**Task description:**
In the data below, which lines hold "vertical"? Copy every one.

● ● ● ● ● ● ●

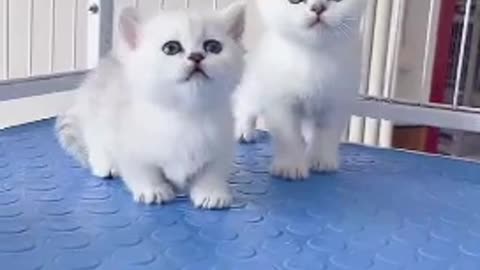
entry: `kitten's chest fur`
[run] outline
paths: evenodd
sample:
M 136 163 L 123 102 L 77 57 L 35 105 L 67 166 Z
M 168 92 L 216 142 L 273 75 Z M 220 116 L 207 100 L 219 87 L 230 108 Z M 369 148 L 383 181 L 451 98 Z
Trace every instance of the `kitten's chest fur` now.
M 232 138 L 225 117 L 179 114 L 155 108 L 133 108 L 121 130 L 121 141 L 167 178 L 182 182 L 220 155 L 222 140 Z M 228 144 L 227 144 L 228 145 Z
M 357 92 L 360 53 L 359 44 L 314 50 L 267 35 L 256 55 L 257 72 L 267 99 L 323 107 Z

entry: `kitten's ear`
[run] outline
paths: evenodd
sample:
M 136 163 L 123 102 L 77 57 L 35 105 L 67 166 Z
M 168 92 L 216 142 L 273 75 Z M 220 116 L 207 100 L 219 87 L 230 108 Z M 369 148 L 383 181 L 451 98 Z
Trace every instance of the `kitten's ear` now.
M 123 41 L 131 50 L 136 49 L 140 39 L 140 16 L 137 10 L 133 7 L 123 9 L 118 27 Z
M 247 6 L 243 1 L 231 4 L 222 11 L 222 17 L 227 25 L 228 34 L 236 41 L 242 39 L 245 31 L 245 16 Z

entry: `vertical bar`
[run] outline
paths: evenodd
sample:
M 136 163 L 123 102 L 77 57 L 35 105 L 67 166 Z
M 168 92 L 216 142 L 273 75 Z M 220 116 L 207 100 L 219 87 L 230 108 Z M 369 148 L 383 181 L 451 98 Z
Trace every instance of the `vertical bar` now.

● ● ● ● ● ● ●

**Answer for this exercise:**
entry: `vertical bar`
Trace every instance of the `vertical bar` now.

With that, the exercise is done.